§ **Things to do**:
**A.** Write out the part of the student-score case study starting at "#### Case Study–2" and ending at "do data wrangling.".
**B.** In the student-score case study, what file should the wrangled data be stored in?
**C.** Extend the student-score case study by continuing it from its last line.

§ **Extracted text**:
--

### Module 4: Introduction to NumPy, Pandas, and Matplotlib

#### Case Study–2

#### Business challenge/requirement
You are a data analyst with the University of Cal USA (Not a machine learning expert
yet as you still have not completed the ML with Python Course :-)). The University
has data on Math, Physics, and Data Structure scores of sophomore students. This
data is stored in different files. The University has hired a data science company to do
an analysis of scores and find if there is any correlation between scores with age,
ethnicity, etc. Before the data is given to the company you have to do data wrangling.

Key issues
Ensure student’s identity is not revealed to the agency and only relevant data is
shared.

Data volume
- In thousands, but only around 1800 records are shared in files MathScoreTerm1.csv
DSScoreTerm1.csv, PhysicsScoreTerm1.csv

Business benefits
University can get more students enrollment by improving their international
ranking through personalized courses/curricula for students.

Approach to Solve
You have to use the fundamentals of Numpy and Pandas covered in module 4.
1. Read the three CSV files which contain the score of the same students in term1 of each Subject
2. Remove the name and ethnicity column (to ensure confidentiality)
3. Fill missing score data with zero.
4. Merge the three files
5. Change Sex(M/F) Column to 1/2 for further analysis
6. Store the data in a new file – ScoreFinal.csv

Enhancements for code
You can try these enhancements in code
1. Convert ethnicity to a numerical value
2. Fill the missing score for a student to the average of the class


In [2]:
# Step 1: Read the three CSV files which contain the score of the same students in term1 of each Subject

import pandas as pd

math_df = pd.read_csv("MathScoreTerm1.csv")

--

§ **Information shown**:

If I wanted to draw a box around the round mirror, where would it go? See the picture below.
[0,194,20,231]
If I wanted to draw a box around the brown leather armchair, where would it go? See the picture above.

--

§ **Answers given**:
**A.**
#### Case Study–2

#### Business challenge/requirement
You are a data analyst with the University of Cal USA (Not a machine learning expert
yet as you still have not completed the ML with Python Course :-)). The University
has data on Math, Physics, and Data Structure scores of sophomore students. This
data is stored in different files. The University has hired a data science company to do
an analysis of scores and find if there is any correlation between scores with age,
ethnicity, etc. Before the data is given to the company you have to do data wrangling.

**B.** ScoreFinal.csv

**C.**
ds_df = pd.read_csv("DSScoreTerm1.csv")
physics_df = pd.read_csv("PhysicsScoreTerm1.csv")

In [3]:
# Step 2 : Remove the name and ethnicity column (to ensure confidentiality)

confidential_cols = ["Name", "Ethnicity"]
for col in confidential_cols:
    if col in math_df.columns:
        math_df = math_df.drop(columns=[col])
    if col in ds_df.columns:
        ds_df = ds_df.drop(columns=[col])
    if col in physics_df.columns:
        physics_df = physics_df.drop(columns=[col])


In [4]:
#Step 3 - Fill missing score data with zero.

math_df = math_df.fillna(0)
ds_df = ds_df.fillna(0)
physics_df = physics_df.fillna(0)

In [9]:
#Step 4 - Merge the three files on StudentID (ID)

merged_df = math_df.merge(ds_df, on="ID").merge(physics_df, on="ID")

In [10]:
# Step 5 - Change Sex(M/F) Column to 1/2 for further analysis

if "Sex" in merged_df.columns:
    merged_df["Sex"] = merged_df["Sex"].map({"M": 1, "F": 2})

In [11]:
# Step 6 - Store the data in a new file – ScoreFinal.csv

merged_df.to_csv("ScoreFinal.csv", index=False)

In [12]:
# 1. Convert Ethnicity to numerical values
# Example mapping: Asian=1, Hispanic=2, White=3, Black=4, Other=5
ethnicity_map = {"Asian": 1, "Hispanic": 2, "White": 3, "Black": 4, "Other": 5}
for df in [math_df, ds_df, physics_df]:
    if "Ethnicity" in df.columns:
        df["Ethnicity"] = df["Ethnicity"].map(ethnicity_map)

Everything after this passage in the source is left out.